:: AIM ::
Could you repeat exactly the lines below, from the line containing "Confirm that each instance of the beige wall" through the last one, both included, while leaving out any pictures?

───── RECORD EXCERPTS ─────

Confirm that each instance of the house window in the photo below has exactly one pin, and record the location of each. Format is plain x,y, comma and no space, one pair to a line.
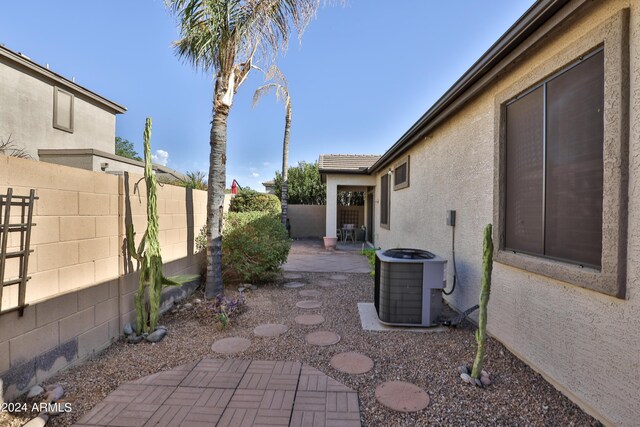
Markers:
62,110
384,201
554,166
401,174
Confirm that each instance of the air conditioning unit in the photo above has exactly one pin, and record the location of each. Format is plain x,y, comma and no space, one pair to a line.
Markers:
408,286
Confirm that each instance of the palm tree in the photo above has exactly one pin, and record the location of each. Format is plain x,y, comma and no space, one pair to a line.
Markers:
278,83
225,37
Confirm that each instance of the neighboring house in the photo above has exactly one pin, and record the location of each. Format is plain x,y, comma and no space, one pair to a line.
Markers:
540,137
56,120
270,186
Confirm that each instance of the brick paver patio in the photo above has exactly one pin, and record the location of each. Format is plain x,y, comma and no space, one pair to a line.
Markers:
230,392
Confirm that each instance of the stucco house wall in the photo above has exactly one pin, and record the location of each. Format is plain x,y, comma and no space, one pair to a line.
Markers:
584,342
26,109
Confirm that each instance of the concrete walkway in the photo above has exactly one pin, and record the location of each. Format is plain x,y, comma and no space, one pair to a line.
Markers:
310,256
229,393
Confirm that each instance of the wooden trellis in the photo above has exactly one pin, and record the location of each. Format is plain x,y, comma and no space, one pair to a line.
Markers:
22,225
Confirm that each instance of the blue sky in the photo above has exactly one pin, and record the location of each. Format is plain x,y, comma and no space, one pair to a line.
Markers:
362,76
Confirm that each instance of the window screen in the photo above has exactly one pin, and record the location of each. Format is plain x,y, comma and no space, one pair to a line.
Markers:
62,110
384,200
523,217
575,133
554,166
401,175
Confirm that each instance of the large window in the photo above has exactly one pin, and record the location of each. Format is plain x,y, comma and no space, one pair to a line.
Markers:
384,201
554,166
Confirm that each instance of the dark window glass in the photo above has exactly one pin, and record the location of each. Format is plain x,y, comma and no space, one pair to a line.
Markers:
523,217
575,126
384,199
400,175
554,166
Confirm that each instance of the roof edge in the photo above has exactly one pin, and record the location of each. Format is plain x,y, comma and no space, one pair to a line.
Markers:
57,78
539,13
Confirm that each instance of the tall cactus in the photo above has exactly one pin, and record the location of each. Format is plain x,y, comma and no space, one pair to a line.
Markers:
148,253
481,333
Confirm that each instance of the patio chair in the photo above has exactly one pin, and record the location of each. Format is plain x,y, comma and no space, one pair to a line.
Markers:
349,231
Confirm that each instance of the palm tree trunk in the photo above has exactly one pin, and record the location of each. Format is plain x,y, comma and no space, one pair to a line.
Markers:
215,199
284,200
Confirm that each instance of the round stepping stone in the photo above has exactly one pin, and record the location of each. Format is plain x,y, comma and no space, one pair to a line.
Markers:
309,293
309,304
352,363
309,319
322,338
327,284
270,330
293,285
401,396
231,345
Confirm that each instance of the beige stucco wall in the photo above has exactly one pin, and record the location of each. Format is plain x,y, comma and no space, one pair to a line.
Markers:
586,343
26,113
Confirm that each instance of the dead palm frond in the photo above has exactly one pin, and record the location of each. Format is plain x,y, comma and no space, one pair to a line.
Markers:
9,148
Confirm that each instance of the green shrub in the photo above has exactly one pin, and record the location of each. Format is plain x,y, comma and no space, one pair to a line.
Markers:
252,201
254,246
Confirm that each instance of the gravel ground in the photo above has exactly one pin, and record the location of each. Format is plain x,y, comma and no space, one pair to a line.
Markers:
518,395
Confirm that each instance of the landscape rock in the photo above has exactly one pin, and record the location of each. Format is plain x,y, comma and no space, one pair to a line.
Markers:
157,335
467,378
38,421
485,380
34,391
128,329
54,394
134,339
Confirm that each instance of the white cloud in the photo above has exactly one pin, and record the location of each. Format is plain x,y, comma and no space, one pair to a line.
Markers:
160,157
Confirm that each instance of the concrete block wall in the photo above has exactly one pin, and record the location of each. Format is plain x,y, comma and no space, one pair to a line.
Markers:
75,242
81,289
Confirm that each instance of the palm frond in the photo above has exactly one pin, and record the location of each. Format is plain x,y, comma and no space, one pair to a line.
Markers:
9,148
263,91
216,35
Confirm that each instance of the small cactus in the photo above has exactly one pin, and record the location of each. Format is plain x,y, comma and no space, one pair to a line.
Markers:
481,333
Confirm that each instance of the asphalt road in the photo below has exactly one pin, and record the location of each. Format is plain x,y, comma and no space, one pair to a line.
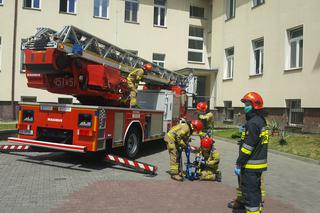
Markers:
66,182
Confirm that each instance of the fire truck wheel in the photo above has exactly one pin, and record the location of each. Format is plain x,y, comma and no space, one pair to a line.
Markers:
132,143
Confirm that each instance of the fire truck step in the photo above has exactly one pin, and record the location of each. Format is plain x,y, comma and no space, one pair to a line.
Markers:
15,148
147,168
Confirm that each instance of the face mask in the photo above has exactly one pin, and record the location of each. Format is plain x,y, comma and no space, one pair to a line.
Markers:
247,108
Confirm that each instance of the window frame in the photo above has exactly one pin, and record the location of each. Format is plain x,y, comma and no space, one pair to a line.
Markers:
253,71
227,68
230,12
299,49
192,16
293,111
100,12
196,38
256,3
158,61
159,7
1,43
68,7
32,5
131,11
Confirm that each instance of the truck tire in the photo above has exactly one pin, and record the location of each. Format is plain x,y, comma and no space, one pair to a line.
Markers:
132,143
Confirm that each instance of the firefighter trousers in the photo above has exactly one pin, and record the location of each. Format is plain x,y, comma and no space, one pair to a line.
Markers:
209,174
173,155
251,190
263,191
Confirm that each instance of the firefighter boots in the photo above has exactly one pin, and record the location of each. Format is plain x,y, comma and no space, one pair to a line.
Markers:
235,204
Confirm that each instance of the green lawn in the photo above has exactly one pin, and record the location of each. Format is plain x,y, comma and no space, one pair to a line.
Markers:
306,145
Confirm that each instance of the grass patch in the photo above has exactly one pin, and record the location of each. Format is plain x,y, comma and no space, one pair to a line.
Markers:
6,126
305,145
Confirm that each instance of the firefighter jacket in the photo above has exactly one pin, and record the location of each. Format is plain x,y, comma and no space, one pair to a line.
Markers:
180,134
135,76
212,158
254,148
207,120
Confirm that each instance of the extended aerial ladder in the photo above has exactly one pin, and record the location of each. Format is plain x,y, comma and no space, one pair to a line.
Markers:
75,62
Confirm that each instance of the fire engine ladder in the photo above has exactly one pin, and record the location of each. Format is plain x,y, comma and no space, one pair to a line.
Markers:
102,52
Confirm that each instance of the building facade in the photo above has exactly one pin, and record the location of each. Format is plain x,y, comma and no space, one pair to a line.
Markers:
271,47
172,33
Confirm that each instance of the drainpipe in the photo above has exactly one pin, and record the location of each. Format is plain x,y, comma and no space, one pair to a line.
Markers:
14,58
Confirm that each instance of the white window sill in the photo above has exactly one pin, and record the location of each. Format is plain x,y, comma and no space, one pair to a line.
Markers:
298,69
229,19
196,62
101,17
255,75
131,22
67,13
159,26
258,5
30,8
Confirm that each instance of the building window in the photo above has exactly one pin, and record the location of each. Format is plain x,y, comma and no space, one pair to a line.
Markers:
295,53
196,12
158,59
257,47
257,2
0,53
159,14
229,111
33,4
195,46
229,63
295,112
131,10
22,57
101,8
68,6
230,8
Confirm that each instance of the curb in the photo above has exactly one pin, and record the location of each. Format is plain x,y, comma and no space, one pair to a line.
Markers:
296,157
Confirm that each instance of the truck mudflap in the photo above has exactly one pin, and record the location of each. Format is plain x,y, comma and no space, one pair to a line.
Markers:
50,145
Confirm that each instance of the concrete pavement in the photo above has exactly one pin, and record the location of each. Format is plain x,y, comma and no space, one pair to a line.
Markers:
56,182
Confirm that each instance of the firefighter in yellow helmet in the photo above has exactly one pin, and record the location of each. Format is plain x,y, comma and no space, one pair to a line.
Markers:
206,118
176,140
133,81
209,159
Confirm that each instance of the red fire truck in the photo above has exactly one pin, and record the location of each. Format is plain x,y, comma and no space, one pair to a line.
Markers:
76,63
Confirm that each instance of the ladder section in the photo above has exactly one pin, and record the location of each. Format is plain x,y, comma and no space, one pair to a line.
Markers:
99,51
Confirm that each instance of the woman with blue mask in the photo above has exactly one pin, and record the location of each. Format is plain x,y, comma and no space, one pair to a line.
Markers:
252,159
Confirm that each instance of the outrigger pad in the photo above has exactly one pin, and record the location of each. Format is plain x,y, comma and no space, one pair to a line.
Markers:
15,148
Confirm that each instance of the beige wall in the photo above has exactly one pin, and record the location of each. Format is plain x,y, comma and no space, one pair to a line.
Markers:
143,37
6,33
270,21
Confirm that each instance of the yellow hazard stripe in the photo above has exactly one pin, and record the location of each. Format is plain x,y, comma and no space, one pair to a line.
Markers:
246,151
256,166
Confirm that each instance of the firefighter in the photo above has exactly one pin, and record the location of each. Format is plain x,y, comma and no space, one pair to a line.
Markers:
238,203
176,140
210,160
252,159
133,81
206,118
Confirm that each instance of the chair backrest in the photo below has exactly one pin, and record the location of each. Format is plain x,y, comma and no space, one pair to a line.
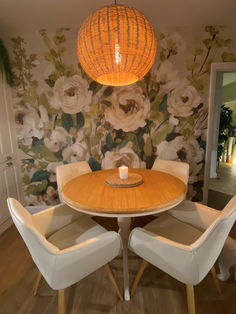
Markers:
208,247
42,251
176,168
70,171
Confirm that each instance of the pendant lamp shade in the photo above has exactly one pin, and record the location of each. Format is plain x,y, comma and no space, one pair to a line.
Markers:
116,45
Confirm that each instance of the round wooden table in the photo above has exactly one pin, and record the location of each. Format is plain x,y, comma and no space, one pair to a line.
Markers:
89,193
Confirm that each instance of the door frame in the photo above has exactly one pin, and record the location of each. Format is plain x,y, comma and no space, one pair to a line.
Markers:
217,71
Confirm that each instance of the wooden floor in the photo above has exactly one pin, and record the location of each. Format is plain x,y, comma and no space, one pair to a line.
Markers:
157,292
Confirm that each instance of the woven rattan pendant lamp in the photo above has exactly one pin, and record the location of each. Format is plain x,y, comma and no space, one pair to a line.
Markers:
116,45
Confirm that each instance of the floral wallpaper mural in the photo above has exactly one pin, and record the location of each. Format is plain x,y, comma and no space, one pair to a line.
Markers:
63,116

─────

:: OUTPUT OF THE TASK ::
Confirm that each instance of the beige wall in the photo above has exactly one pin, and record the location of each. Format is plain x,y, comma and no space, one pair to a line.
Markers:
143,37
6,33
270,21
Confirm that each instance of the yellow hazard stripe in the photo above has exactly one pin, and record the location of each. Format is plain x,y, comma and no space, one pair to a line.
Markers:
246,151
256,166
Confirm that each instance of the firefighter in the photo above has exactly one pin, and record the location of each. Format is plain x,y, comma and no space, one pair to a line.
Markers:
238,203
176,140
210,160
252,159
133,81
206,118
Confirm that each instance of the chair backrest in the photo below has exactly one pin, and record the location of each. Format is plain x,y, comma and no space, one pair to a line.
Markers:
208,247
42,251
176,168
70,171
Confirm that each instance of the pendant lamp shade in the photo above has exactly one pin, and record the location of each. Format is plain x,y, comma and no space, one pair to a line.
Markers:
116,45
Confirm that each instance of the round wooden table in the photo above has exactly one pin, and record the location of each. Format is plain x,y, comma and no space, one pair to a line.
Markers:
89,193
Confirm that each instance of the door frame in the photo above has exactly one pin, and record the location of each. Format is plain x,y, comma and no space, one pair to a line.
Markers:
217,71
Confirm that each instance of the wooden floor in the photo above has exactly one pin, and record the location of each. Format is plain x,y, comma and no space, one pair to a line.
Markers:
157,292
Confirm that each instance of the woven rattan pendant lamp in the photo above has exactly one pin, and record the location of each. Format is plain x,y, comma and no space, one pair to a line.
Markers:
116,45
Confirm that each instance of the floral wallpaper mural in the photo above has exactly one pin, and record the location of each. Format is plain x,y, comma and no space, one pair to a line.
Markers:
63,116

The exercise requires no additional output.